[Data excerpts]
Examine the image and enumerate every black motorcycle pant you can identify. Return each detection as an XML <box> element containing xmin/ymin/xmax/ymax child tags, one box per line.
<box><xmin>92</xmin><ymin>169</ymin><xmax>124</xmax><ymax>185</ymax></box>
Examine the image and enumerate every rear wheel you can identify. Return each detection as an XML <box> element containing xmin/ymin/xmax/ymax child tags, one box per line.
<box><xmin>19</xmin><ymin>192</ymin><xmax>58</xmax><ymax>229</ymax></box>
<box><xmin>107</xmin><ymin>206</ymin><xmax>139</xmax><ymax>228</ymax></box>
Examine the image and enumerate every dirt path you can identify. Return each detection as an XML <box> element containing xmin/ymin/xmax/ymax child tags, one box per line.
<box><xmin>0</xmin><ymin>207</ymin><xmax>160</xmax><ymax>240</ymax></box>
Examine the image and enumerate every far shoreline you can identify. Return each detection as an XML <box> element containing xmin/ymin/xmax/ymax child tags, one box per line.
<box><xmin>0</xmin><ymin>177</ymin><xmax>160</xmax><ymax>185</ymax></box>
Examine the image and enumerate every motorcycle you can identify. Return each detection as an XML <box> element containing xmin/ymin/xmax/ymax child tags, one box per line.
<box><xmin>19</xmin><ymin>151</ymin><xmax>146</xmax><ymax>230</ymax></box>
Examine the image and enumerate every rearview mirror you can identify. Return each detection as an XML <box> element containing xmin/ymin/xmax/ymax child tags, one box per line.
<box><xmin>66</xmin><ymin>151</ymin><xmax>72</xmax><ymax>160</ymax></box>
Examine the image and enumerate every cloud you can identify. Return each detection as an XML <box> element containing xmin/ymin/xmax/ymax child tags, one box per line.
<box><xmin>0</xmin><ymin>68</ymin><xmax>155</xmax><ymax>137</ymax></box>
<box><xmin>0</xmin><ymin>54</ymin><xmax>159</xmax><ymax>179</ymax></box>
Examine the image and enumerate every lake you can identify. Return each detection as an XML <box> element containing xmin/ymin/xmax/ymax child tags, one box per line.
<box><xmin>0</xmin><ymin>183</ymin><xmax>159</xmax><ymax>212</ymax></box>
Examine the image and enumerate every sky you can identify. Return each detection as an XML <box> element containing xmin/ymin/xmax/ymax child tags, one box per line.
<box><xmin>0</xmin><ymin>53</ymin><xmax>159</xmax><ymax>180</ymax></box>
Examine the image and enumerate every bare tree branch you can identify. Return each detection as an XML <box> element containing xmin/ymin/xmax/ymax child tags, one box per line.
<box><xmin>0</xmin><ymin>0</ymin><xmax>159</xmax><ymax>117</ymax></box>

Problem statement: The records above are to be duplicated word for word.

Answer to the exercise:
Examine the image and enumerate every black motorcycle pant you can identify. Return each detection as an XML <box> element containing xmin/ymin/xmax/ymax child tags, one box per line.
<box><xmin>92</xmin><ymin>169</ymin><xmax>124</xmax><ymax>185</ymax></box>
Examine the image and enumerate every rear wheel you can identify. Return each detection as an XML <box> element containing xmin/ymin/xmax/ymax child tags, one box per line.
<box><xmin>19</xmin><ymin>192</ymin><xmax>58</xmax><ymax>229</ymax></box>
<box><xmin>107</xmin><ymin>206</ymin><xmax>139</xmax><ymax>228</ymax></box>
Examine the image and enumerate every dirt path you can identify. Return each detection as an XML <box> element containing xmin/ymin/xmax/ymax child tags, one box per line.
<box><xmin>0</xmin><ymin>207</ymin><xmax>160</xmax><ymax>240</ymax></box>
Examine the image and enumerate every far shoreline you can identify. Return each detection as an XML <box> element containing xmin/ymin/xmax/ymax child tags, one box per line.
<box><xmin>0</xmin><ymin>177</ymin><xmax>160</xmax><ymax>185</ymax></box>
Examine the image and enumerate every motorcycle you can identify. Return each detection as an XML <box> element containing xmin/ymin/xmax/ymax child tags, one box per line.
<box><xmin>19</xmin><ymin>151</ymin><xmax>146</xmax><ymax>230</ymax></box>
Examine the image and enumerate every rearview mirror you can identify. Return each detection as an XML <box> element containing xmin/ymin/xmax/ymax child tags, one box per line.
<box><xmin>66</xmin><ymin>151</ymin><xmax>72</xmax><ymax>160</ymax></box>
Examine the image and enumerate every cloud you can identify. Return each detection as an XML <box> element containing xmin/ymin/xmax/ymax child tags, one box per line.
<box><xmin>0</xmin><ymin>68</ymin><xmax>155</xmax><ymax>137</ymax></box>
<box><xmin>0</xmin><ymin>54</ymin><xmax>159</xmax><ymax>179</ymax></box>
Examine the image and enumerate every lake you can identify. Return each detection as an XML <box> element containing xmin/ymin/xmax/ymax child tags, one box per line.
<box><xmin>0</xmin><ymin>183</ymin><xmax>159</xmax><ymax>212</ymax></box>
Examine the image and enumerate every sky you can identify. Return each detection as an XML <box> element containing xmin/ymin/xmax/ymax child tags, one box per line.
<box><xmin>0</xmin><ymin>53</ymin><xmax>159</xmax><ymax>180</ymax></box>
Examine the image and enumerate every bare tree branch you can identify. Return each detection as an XML <box> element containing xmin/ymin/xmax/ymax child tags, one box per line.
<box><xmin>0</xmin><ymin>0</ymin><xmax>159</xmax><ymax>117</ymax></box>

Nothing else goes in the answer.